Start of Exercise input
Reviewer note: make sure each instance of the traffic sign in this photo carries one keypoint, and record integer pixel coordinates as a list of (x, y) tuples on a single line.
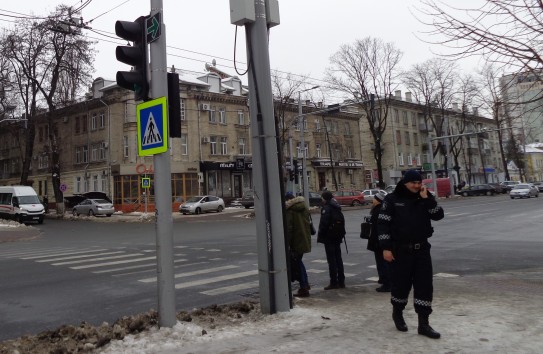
[(152, 120), (152, 28), (146, 182)]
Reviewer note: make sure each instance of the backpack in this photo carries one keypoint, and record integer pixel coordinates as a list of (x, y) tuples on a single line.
[(337, 225)]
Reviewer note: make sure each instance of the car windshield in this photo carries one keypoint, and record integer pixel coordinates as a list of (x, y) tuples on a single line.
[(100, 201), (29, 199), (194, 199)]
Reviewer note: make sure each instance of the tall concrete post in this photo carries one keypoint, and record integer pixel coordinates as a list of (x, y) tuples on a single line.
[(272, 264), (163, 187)]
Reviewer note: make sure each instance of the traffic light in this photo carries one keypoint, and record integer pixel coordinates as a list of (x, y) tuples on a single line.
[(136, 55)]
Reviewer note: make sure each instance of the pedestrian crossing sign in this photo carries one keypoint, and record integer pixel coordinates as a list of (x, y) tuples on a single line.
[(152, 121)]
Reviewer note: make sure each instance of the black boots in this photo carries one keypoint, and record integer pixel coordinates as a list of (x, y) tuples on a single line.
[(425, 329), (397, 316)]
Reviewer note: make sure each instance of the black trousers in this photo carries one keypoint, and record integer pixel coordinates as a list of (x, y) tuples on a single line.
[(335, 263), (412, 268)]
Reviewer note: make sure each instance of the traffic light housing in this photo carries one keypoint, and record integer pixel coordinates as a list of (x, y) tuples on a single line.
[(135, 55)]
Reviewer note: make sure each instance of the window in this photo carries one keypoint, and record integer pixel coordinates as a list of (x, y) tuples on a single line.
[(213, 145), (183, 109), (241, 146), (94, 122), (184, 144), (212, 117), (347, 128), (102, 150), (224, 146), (125, 146), (222, 116), (94, 152)]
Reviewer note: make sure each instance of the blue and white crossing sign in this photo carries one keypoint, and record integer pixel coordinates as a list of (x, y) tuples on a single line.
[(152, 119)]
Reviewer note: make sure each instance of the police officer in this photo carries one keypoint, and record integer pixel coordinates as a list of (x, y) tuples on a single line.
[(404, 226)]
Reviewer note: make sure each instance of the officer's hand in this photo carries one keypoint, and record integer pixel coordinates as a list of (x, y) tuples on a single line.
[(424, 192), (388, 256)]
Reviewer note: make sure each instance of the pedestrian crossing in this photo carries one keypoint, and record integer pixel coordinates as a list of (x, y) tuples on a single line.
[(195, 268)]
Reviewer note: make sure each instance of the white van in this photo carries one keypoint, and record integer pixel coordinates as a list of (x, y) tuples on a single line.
[(21, 203)]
End of Exercise input
#### [Set problem]
Put all of the items above into a two-column CSV with the columns "instruction" and "keypoints". Give one row per item, with each field in double quotes and any line breaks replaced by spaces, and leave the pictures out.

#### [Result of the task]
instruction,keypoints
"Reviewer note: make sure each instance of the traffic sign in this photo carries one keypoint, and record integer pixel coordinates as a list of (x, y) tuples on a single line.","[(152, 120), (152, 28), (146, 182)]"
"Reviewer note: make sure each instance of the backpack in this photo carries one keypoint, and record integer pixel coordinates as a list of (x, y) tuples on a single line.","[(337, 225)]"
"Reviewer note: make sure each instance of the car windshield in this photo carries one keypoint, and record integer pixel coordinates as a list of (x, y) tuples on a single line.","[(100, 201), (29, 199), (194, 199)]"
"Reviewer note: make sure each instance of the tall concrete post in this photo carries one keypoint, and record integer pixel coordinates as a list of (x, y) tuples on a single line.","[(272, 264), (163, 187)]"
"Reviewer note: make sure each instance of the traffic light in this photo carries one keypoint, and record integer pixel coordinates as a list of (x, y) tuples on a single line.","[(136, 55)]"
"Reviewer note: make sure each instance of the pedestrian crossing sign in this photo carries one keypoint, and record integer pixel coordinates as a list of (x, y) tuples on a single line.","[(152, 121)]"
"Reviewer note: make sure each instance of the black boots in this photo carries one keypoint, and record integer pixel coordinates as a list of (x, y) tuples on a single line.","[(425, 329), (397, 316)]"
"Reviewer note: make sure each instance of the black trousers in this photo carries one keypoint, and record integer pixel coordinates as a list of (x, y) tuples on a single line.","[(335, 263), (412, 268)]"
"Reviewer note: make sure each instance of the traffic light housing in this photo carries one keypoint, and record integer pixel coordinates as a list of (x, y) tuples on a single line.","[(135, 55)]"
"Reviewer note: make sure each instance of the window in this photo carries one keypoint, and record integer pixel coordinates as a list of (x, y) tuples on a single line.","[(213, 145), (183, 109), (241, 146), (94, 122), (184, 144), (212, 117), (347, 128), (102, 150), (224, 146), (125, 146), (222, 116), (94, 152)]"
"Reviewer note: make sure each instance of the blue and white crossing sign in this photo carries one keypoint, and record integer pixel coordinates as a list of (x, y) tuples on a single line.","[(152, 119)]"
"Reviewer note: make sure each instance of the police officer in this photo carries one keypoint, and record integer pixel coordinates as a list of (x, y) tuples on a single line.","[(404, 226)]"
"Reviewer note: make sure each instance of the officer's hand in this photo carries one keypoint, and record integer pixel coordinates as a list of (x, y) tuples on a single line.","[(424, 192), (388, 256)]"
"Reviewer note: make sure each instance of the pedestrian crossing in this photo carries one keypoint, and record integer pixel coordinates as a list of (x, y) tuples on a single line.","[(195, 268)]"
"Reviewer note: make sure each instance of the white van in this photo carries one keypoint, and record integer pixel coordinates as a list of (x, y) tuples on a single line.","[(21, 203)]"